**WHAT TO DO**
Answer these questions from the repository notes below:
1. Which IDE does the author use?
2. In which directory must the file to be processed sit?
3. In which directory does the script create its output folders?

**GIVEN TEXT**
━━━━━━━━━━━━━━━━━━━━

Skip to content

TheXmassheep/PDFigCapX-TheXmassheep

Repository files navigation

important first note: this is my local branch from the repository of pengyuanli https://github.com/pengyuanli/PDFigCapX i did not come up with the code. This repo is to make things run on my local machiene Credits also to jtrells who added the python3 branch from which this is derived https://github.com/pengyuanli/PDFigCapX/tree/python3

How to run stuff

Prerequisits:

The IDE I use is visual studio code in addition the way I run it requires the VSCode DevContainer extension (and possibly also the Docker extension) -> also Docker desktop needs to be running when opening the script.

First important tip:

  • This script is meant to be run in a development container. I do not know what this means in detail but the easiest way to get it running is to open the folder in VSCode (make sure you are directly in the folder where the dockerfile is located) and then if you have the DevContainer extension installed it should suggest to you to run the container.
  • Then you are able to run stuff from the VSCode terminal!

Important note on what commands to use and where to put files:

The file you want being processed needs to sit in the input-pdf directory. I have not tested this but I recommend only putting one file there (IMPORTANT -> see point on filenames). The command to run things in the dev container terminal (named bash )is the following:

/opt/conda/envs/pdfigcapx/bin/python src/pdfigcapx/FigCap.py

File outputs: The script creates output folders in the xpdf directory and creates a designated output for the processed pdf file. The output directory can be left messy. The script sufficiently checks for duplicates.

━━━━━━━━━━━━━━━━━━━━

**DATASET ENTRIES**
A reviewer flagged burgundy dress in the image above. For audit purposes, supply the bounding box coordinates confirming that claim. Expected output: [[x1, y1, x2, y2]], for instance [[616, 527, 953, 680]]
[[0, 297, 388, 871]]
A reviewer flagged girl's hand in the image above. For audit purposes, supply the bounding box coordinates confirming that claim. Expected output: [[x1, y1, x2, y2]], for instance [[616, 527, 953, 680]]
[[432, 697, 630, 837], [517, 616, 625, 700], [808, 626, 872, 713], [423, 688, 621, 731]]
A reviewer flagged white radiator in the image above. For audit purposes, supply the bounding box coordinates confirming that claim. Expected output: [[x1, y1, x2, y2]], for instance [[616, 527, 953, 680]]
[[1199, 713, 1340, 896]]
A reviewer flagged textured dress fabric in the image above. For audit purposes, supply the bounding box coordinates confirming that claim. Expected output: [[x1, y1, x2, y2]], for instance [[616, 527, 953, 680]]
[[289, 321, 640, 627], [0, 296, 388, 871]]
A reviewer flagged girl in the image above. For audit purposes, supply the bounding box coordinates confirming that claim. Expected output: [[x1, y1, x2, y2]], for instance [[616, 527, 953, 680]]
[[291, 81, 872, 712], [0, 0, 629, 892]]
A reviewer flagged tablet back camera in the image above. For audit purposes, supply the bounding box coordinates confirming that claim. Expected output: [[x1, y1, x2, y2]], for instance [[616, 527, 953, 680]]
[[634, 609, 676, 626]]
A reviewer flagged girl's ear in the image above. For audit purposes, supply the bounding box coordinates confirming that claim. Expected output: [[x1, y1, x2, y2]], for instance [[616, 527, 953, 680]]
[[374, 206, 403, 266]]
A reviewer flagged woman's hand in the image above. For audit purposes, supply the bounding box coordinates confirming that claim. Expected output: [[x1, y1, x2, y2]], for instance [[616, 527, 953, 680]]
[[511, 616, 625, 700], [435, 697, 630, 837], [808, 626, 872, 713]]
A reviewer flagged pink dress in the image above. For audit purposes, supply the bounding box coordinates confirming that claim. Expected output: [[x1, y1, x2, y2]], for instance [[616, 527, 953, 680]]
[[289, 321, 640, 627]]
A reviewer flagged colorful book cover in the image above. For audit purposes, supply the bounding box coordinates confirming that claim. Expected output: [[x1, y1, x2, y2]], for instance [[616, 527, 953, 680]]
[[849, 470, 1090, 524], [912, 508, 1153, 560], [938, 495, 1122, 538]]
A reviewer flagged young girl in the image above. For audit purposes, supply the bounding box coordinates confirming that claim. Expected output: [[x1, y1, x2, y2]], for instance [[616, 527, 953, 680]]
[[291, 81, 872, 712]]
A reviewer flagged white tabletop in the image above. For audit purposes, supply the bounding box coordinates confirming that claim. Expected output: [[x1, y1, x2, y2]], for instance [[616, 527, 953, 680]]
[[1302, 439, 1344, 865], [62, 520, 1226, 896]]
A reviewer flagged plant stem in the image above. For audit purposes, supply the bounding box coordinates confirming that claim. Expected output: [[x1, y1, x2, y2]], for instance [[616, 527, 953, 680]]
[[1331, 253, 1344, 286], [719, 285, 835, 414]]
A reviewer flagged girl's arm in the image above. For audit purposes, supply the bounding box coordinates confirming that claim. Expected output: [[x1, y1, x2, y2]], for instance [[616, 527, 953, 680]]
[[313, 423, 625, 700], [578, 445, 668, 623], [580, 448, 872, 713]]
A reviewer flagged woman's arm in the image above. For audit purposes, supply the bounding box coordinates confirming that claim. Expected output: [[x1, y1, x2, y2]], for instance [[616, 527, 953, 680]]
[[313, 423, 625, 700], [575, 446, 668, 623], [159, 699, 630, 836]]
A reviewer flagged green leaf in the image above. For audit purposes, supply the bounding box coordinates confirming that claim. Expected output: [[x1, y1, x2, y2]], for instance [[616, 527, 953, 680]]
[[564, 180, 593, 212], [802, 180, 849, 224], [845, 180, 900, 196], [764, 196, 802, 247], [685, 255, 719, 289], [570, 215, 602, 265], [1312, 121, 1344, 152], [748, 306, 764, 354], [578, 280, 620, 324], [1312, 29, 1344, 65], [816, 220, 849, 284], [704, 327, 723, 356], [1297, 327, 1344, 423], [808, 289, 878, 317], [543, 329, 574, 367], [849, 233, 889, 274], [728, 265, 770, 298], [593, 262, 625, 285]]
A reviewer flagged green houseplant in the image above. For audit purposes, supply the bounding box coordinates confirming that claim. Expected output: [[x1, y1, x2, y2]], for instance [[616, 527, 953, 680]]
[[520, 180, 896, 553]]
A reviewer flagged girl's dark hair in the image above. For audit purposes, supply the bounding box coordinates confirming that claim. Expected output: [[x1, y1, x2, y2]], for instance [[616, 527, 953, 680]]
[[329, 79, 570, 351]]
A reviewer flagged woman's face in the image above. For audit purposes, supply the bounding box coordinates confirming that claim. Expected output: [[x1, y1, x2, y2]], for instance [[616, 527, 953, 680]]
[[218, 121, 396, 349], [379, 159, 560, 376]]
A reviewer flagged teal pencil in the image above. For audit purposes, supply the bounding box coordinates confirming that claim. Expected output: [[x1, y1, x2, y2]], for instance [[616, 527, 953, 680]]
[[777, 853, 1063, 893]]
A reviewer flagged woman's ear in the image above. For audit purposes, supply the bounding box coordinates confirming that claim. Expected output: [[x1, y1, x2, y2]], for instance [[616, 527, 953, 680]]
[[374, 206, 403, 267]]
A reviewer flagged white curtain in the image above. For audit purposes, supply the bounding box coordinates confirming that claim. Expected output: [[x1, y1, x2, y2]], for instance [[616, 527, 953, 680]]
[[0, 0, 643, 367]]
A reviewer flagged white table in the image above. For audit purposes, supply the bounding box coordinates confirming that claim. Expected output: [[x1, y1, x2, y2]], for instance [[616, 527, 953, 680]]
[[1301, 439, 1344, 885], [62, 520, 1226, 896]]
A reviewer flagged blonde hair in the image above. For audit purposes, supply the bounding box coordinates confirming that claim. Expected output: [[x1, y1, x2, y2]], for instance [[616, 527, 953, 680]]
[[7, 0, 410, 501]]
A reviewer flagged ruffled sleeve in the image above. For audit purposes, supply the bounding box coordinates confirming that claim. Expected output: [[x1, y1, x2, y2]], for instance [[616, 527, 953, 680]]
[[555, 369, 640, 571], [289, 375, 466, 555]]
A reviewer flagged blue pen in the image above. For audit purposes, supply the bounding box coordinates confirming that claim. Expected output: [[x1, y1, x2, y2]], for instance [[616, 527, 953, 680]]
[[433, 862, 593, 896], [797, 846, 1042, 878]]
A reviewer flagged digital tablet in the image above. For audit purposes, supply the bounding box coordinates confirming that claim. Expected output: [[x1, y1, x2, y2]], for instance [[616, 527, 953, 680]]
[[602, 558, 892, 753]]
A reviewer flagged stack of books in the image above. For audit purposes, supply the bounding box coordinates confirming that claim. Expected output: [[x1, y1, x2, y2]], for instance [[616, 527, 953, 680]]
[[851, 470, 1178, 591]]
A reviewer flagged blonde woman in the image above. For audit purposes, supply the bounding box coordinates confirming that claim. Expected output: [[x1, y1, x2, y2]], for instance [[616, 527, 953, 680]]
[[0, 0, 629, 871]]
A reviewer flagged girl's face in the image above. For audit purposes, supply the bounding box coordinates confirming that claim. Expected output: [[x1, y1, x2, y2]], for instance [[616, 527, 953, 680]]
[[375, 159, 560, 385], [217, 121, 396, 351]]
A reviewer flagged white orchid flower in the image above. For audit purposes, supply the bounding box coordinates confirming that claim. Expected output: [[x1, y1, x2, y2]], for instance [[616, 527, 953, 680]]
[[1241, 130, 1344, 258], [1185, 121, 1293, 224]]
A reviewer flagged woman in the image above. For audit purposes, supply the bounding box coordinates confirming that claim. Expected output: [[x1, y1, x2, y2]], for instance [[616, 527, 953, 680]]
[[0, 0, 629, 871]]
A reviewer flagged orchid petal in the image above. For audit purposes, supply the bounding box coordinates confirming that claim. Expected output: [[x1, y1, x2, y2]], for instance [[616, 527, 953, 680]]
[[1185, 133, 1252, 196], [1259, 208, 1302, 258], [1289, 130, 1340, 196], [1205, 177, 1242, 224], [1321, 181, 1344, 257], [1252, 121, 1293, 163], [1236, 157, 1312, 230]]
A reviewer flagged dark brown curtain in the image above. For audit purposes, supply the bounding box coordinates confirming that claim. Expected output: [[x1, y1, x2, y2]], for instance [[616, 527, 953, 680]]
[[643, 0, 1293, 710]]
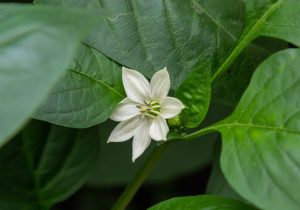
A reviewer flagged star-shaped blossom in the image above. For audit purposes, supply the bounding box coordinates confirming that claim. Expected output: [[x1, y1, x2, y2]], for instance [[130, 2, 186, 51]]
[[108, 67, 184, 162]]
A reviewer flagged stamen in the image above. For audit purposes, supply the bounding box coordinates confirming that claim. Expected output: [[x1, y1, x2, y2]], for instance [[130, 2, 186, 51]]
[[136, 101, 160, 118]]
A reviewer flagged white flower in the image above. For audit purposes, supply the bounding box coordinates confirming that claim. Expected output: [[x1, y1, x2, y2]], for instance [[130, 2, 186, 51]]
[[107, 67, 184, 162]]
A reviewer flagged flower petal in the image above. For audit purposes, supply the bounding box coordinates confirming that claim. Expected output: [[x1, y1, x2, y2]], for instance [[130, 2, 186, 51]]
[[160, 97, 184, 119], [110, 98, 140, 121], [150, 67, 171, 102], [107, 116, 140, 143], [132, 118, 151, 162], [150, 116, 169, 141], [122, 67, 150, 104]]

━━━━━━━━━━━━━━━━━━━━

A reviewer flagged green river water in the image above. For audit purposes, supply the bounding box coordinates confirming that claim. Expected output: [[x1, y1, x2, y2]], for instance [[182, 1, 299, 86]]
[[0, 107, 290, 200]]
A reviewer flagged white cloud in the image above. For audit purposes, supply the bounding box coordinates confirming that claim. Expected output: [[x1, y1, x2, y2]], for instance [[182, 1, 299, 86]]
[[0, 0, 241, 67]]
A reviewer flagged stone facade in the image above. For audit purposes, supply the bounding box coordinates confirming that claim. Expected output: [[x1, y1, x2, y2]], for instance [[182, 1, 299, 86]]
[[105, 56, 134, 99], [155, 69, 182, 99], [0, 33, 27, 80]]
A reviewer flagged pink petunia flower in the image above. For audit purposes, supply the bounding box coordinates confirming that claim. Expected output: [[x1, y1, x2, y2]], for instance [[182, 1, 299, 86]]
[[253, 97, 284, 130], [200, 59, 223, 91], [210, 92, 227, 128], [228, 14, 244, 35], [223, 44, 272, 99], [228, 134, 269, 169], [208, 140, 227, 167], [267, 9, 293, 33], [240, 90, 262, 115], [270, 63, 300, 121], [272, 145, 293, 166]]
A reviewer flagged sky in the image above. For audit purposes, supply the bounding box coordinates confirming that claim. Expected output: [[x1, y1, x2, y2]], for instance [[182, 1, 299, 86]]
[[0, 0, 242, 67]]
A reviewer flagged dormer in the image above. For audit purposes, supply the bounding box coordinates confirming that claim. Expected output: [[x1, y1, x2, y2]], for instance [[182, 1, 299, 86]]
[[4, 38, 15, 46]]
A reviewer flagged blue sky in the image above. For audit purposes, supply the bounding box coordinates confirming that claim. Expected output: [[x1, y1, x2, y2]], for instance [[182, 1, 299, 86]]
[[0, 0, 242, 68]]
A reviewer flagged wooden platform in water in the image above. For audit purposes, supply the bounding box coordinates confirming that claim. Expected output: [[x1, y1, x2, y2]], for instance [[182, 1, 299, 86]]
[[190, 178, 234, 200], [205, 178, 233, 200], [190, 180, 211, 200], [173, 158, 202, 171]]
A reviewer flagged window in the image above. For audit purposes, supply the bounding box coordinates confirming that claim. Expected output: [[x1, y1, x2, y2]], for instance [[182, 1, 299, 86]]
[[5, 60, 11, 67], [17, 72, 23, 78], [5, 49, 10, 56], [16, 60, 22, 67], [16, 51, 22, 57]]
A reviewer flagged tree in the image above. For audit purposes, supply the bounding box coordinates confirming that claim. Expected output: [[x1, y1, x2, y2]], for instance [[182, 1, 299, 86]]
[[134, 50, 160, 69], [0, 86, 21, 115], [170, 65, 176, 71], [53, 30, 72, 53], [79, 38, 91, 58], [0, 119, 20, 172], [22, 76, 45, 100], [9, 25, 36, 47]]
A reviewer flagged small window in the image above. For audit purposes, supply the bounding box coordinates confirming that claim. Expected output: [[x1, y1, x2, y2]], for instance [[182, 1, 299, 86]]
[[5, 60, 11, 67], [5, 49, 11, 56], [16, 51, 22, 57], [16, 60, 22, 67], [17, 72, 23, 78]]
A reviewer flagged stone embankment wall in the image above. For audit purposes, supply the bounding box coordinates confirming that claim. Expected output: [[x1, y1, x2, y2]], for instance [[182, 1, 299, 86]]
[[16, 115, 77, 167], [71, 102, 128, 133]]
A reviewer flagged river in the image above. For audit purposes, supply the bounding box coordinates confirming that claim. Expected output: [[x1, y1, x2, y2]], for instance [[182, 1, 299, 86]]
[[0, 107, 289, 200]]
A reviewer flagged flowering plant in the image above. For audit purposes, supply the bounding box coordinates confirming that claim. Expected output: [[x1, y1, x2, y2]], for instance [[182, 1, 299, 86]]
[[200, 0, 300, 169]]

━━━━━━━━━━━━━━━━━━━━

**RESPONSE BELOW**
1. Visual Studio Code
2. The input-pdf directory
3. The xpdf directory